* **What the task asks**: Find every line in the entries below that contains the word "black", and copy each of those lines in full. Case matters, so count only matches with the same capitalization.

* **Records provided**:
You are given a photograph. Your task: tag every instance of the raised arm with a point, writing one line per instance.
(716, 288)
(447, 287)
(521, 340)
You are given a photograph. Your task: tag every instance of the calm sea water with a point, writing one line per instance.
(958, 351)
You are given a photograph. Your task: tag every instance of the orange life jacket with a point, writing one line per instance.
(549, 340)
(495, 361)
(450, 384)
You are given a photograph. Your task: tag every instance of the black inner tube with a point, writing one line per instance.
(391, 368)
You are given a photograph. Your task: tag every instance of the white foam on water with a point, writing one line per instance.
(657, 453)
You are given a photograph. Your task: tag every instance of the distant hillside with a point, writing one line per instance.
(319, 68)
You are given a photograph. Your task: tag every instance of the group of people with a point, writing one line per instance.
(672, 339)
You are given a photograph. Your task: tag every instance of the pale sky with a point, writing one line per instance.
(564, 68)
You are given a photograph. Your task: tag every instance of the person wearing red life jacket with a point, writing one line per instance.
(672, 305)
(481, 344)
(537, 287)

* * *

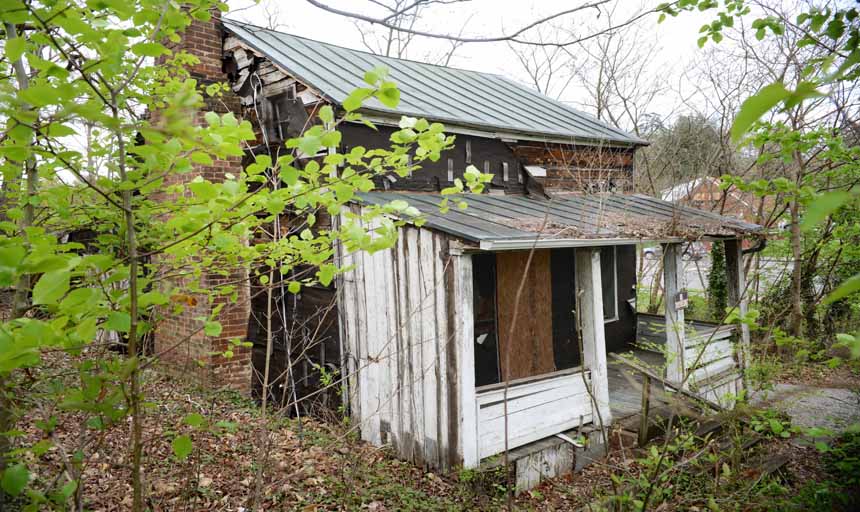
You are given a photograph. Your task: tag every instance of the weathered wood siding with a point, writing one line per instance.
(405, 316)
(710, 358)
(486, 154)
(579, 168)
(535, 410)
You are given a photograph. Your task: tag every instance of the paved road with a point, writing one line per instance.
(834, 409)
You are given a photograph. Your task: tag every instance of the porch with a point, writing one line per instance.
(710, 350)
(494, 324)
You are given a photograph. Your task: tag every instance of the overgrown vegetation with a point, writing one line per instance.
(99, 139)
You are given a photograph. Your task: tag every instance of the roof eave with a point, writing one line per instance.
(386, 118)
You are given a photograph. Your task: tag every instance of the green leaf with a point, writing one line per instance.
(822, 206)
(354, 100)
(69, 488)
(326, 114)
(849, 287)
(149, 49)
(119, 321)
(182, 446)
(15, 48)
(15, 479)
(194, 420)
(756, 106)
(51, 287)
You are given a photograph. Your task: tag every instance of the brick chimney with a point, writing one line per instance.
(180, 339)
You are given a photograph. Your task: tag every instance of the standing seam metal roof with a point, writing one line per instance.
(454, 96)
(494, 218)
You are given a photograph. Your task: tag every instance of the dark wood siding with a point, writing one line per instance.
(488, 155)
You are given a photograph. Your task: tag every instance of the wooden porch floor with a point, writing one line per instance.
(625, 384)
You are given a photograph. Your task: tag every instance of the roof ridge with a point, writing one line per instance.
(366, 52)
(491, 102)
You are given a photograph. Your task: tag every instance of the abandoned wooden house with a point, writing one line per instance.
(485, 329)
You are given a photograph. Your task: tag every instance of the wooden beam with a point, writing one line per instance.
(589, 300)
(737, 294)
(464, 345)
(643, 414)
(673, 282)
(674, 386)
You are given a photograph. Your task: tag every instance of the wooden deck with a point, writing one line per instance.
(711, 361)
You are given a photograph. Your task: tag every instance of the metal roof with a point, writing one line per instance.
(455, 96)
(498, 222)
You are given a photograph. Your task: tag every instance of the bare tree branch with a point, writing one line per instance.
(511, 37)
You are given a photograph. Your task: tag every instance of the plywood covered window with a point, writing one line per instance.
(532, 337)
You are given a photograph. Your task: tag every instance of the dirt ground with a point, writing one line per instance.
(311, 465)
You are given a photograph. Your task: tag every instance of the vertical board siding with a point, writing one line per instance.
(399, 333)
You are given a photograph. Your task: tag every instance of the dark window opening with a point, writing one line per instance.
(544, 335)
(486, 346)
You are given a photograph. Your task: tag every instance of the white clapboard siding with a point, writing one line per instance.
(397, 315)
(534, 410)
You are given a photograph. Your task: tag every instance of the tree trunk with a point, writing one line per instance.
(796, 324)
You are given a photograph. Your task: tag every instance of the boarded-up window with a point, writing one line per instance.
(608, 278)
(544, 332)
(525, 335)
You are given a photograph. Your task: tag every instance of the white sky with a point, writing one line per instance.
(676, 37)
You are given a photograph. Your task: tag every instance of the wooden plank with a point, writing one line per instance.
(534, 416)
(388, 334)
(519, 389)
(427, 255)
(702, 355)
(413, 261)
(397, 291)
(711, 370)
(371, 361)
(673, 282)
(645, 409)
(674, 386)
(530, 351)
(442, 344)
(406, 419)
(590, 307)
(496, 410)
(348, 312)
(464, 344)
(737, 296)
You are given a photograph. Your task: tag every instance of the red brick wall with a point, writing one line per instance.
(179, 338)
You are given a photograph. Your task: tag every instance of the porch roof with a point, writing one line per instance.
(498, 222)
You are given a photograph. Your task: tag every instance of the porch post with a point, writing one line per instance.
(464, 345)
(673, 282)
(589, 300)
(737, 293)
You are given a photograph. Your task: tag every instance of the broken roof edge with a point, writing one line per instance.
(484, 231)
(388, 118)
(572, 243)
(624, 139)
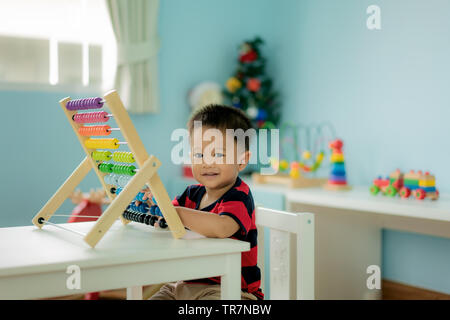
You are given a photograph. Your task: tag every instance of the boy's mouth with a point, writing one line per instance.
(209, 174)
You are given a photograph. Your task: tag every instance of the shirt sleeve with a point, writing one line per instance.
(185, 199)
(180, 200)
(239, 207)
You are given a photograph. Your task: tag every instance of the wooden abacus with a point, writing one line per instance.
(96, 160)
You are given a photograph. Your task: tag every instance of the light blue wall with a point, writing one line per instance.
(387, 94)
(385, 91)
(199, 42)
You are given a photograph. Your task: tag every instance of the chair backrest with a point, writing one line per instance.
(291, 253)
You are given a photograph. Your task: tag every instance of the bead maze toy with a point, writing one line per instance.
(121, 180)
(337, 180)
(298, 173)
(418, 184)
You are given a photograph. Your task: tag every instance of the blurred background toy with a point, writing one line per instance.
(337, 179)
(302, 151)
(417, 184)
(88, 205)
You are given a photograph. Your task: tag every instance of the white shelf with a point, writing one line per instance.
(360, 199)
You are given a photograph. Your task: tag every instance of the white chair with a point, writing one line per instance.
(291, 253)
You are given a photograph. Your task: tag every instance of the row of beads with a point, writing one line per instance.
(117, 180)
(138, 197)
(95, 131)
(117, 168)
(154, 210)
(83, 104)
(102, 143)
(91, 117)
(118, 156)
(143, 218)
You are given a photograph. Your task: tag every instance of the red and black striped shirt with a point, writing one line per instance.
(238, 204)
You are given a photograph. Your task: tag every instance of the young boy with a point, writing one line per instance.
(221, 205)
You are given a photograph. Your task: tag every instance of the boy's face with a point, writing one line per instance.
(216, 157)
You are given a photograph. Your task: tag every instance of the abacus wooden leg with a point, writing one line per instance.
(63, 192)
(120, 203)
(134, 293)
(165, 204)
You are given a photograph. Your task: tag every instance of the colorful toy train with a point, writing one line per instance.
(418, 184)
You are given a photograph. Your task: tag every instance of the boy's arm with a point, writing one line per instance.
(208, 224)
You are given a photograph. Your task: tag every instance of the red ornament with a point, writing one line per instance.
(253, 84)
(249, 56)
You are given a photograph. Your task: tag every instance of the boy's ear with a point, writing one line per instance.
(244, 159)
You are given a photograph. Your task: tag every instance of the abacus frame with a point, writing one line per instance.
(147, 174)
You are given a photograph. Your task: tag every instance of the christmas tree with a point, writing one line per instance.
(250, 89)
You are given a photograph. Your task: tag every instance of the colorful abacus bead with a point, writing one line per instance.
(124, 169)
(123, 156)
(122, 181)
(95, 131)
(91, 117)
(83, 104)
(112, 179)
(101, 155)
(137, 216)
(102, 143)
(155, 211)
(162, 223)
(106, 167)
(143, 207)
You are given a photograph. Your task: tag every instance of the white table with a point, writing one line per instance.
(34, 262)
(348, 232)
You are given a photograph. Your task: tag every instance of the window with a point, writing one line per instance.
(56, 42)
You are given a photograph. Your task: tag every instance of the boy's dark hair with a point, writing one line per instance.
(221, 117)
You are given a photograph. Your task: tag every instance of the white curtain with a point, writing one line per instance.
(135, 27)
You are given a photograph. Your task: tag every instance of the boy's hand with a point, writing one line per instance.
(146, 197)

* **Exercise answer**:
You are given a photograph. Your task: tag every instance of the black inner tube with a point, writing one line per instance.
You are given a photograph. Your task: tag every instance of the red and black striped shirt with a point, writing one line per instance.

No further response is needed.